::: Document segment :::

The double quotes around the column names here are optional - they are only required if the column has a name that might clash with an existing SQL keyword, such as select or where - or if the column name contains a space. So the following where clause would work the same way:
where
  start like '18%'
  and type = 'prez'

SQL LIKE queries
To find rows where the start column begins with the string 18 we use this where filter:
where
  ""start"" like '18%'

The SQL like operator applies wildcards to strings - % means ""match anything"" and _ (underscore) means ""match a single character"".
Exercise

Use a LIKE filter to find presidential terms that occurred in the 90s decade of any century - you'll need to use both _ and % for this. (solution)

SQL Joins
The executive_terms table has a column called executive_id which displays both a numeric ID and a link containing the name of the executive:

But... when you click the ""View and edit SQL"" link the resulting query returns just the ID, not the name.

A SQL join can be used to combine the data from multiple tables. Here's a query that uses a join to show the name pulled from the executives table:
select
  executive_terms.type,
  executive_terms.start,
  executive_terms.[end],
  executive_terms.party,
  executive_terms.how,
  executives.name
from
  executive_terms
  join executives
    on executive_terms.executive_id = executives.id

Try that here.

Since there are now two tables involved in the query, it's a good idea to include explicit table names as part of the select clause:
select
  executive_terms.type,
  executive_terms.start,
  executive_terms.[end],
  executive_terms.party,
  executive_terms.how,
  executives.name

If a column exists in only one of the two tables you can use its name without specifying the table, but this can quickly get confusing so it's better to always use the table names when you are executing a join.
The from clause is where the join is defined. This describes how the two tables should be combined together:
from
  executive_terms
  join executives
    on executive_terms.executive_id = executives.id

We are joining executive_terms to executives, using the fact that the executive_id column in executive_terms contains values from the id column in executives.
This is why IDs and foreign keys are important concepts to understand in SQL databases!
This kind of join is also known as an ""inner join"" - it is the most commonly used join. Other join types include outer joins and full joins, but those are beyond the scope of this tutorial.
GROUP BY / COUNT
A common operation in SQL is to ask for a count of the most popular values in a column.
Datasette exposes this capability in its faceting feature. Under the hood, that feature works by executing a group by / count query.
The following query answers the question: which party has had the most presidental terms?
select
  party,
  count(*)
from
  executive_terms
where
  type = 'prez'
group by
  party

Try that query here.

The select clause asks for the party column and the result of running a count(*). count() is a SQL aggregate function, which operates on a group of results. So we need to define a group.
The group by party clause at the end creates those groups. The combination of the two produces the desired result.
You can add this order by clause at the end to see the groups sorted from highest to lowest:
order by
  count(*) desc

Here's the result.

:::

— Problem requirements —
Retype the passage of the SQL tutorial above, starting with the words "Datasette exposes this" and ending after "that query here.".

::: Listed entries :::

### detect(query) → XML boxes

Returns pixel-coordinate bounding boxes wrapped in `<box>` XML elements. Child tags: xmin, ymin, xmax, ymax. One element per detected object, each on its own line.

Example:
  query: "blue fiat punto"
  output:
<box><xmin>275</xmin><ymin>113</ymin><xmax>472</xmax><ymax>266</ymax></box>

:::

— Task response —
Datasette exposes this capability in its faceting feature. Under the hood, that feature works by executing a group by / count query.
The following query answers the question: which party has had the most presidental terms?
select
  party,
  count(*)
from
  executive_terms
where
  type = 'prez'
group by
  party

Try that query here.